EXERCISE BRIEF
Find and copy each line of the listing below that has the word "hillside" in it.

MATERIAL PROVIDED START

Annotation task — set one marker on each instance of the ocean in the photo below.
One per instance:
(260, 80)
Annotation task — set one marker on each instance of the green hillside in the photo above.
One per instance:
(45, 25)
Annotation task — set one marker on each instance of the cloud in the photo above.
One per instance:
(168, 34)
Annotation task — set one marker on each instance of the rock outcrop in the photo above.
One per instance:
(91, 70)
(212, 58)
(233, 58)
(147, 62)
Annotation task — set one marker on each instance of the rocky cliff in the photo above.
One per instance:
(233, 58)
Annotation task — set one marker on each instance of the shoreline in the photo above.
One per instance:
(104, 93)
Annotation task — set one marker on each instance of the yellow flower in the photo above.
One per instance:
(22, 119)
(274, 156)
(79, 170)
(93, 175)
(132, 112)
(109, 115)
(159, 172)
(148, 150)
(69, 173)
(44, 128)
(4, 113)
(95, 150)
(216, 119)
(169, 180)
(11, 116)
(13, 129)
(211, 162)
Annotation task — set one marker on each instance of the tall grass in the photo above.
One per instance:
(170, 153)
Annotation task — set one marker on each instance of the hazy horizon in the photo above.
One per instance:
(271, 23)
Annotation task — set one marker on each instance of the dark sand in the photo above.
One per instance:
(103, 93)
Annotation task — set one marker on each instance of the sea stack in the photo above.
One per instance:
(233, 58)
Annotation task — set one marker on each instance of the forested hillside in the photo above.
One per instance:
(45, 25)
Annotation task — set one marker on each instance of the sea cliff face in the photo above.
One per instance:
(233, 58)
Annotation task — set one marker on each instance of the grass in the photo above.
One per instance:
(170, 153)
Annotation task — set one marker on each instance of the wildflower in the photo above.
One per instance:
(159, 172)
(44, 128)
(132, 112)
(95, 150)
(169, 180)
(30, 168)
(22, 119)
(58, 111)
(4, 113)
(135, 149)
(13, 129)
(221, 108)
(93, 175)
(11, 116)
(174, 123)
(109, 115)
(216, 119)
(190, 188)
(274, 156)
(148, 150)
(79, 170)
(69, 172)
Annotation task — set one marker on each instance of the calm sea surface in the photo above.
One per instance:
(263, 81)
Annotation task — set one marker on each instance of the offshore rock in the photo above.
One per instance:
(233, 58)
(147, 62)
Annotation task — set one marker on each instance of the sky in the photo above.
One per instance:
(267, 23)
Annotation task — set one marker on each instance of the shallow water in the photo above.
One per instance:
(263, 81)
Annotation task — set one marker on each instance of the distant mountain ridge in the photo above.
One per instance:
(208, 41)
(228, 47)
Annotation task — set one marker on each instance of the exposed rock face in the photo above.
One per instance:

MATERIAL PROVIDED END

ANSWER BOX
Annotation task — set one marker on each instance of the green hillside in the photo above.
Annotation task — set one marker on each instance of the forested hillside in the photo above.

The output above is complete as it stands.